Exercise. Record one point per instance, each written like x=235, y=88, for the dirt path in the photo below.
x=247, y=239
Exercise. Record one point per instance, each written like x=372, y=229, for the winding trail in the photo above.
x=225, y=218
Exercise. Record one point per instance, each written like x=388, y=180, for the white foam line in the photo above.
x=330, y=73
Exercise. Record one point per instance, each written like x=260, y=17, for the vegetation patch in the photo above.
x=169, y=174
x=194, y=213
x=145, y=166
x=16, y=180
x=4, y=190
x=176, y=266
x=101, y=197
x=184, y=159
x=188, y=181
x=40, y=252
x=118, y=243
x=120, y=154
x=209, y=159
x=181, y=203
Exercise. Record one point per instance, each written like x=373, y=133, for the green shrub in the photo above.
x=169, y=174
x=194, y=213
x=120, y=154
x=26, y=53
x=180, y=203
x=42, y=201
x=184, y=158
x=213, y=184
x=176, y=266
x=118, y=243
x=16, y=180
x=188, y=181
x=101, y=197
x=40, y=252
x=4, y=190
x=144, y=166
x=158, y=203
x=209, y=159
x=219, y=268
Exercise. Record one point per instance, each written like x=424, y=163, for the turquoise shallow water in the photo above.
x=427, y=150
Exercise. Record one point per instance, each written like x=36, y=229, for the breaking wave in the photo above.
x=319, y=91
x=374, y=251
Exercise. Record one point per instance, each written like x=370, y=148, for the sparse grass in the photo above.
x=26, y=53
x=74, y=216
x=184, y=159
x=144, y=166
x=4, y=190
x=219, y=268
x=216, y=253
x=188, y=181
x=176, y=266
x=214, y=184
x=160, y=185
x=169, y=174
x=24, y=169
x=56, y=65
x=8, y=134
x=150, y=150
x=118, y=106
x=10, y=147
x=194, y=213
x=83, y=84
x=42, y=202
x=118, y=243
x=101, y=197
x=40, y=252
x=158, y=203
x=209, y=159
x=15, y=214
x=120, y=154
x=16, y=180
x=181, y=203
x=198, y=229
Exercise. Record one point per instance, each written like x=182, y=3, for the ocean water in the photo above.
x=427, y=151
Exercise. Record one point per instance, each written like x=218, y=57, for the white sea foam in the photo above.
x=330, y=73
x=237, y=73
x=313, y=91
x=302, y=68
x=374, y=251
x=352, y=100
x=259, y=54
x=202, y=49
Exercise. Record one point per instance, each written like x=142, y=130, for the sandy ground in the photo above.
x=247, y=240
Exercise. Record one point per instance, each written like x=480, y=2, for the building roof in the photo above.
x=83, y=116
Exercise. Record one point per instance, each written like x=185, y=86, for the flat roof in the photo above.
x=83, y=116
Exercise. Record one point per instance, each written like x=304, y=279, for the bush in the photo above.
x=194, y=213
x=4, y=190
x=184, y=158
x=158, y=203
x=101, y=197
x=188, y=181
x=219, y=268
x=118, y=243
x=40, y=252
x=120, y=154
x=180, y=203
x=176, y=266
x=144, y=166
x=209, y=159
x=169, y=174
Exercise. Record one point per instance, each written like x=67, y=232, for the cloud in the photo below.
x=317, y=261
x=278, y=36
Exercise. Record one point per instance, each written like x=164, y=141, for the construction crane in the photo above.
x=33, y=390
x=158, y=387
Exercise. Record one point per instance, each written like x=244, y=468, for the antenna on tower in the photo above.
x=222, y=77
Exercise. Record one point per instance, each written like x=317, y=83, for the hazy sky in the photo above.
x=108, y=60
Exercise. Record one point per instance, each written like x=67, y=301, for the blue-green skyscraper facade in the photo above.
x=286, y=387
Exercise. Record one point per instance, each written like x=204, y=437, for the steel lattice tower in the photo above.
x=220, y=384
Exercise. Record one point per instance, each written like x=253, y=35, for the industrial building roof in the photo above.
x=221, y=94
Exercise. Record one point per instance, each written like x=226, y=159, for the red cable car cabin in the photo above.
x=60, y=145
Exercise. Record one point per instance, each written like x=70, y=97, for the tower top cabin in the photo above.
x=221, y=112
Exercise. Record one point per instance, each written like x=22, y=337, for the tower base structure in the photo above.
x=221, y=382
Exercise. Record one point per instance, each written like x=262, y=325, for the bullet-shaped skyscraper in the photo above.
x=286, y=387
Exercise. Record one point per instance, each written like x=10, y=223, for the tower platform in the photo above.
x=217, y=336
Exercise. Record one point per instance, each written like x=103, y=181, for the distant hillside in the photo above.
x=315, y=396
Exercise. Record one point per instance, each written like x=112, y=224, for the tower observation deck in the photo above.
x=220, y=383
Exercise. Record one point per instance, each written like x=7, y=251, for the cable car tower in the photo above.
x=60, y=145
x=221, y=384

◆ **Problem requirements**
Lines from the one containing "skyscraper in the photo above." through the final line of the material should be set down exactly, and no other lines.

◆ **Solution to the problem**
Exercise. Record one point per instance, each written like x=262, y=325, for the bullet-shaped skyscraper in the photo above.
x=286, y=387
Exercise. Record one point per instance, each written like x=10, y=223, for the tower platform in the photo above.
x=217, y=336
Exercise. Record one point per instance, each written like x=103, y=181, for the distant hillside in the photo above.
x=315, y=396
Exercise. Record one point per instance, each written like x=112, y=224, for the tower observation deck in the photo above.
x=220, y=383
Exercise. Record one point per instance, each written like x=7, y=251, for the cable car tower in the photo above.
x=60, y=145
x=221, y=384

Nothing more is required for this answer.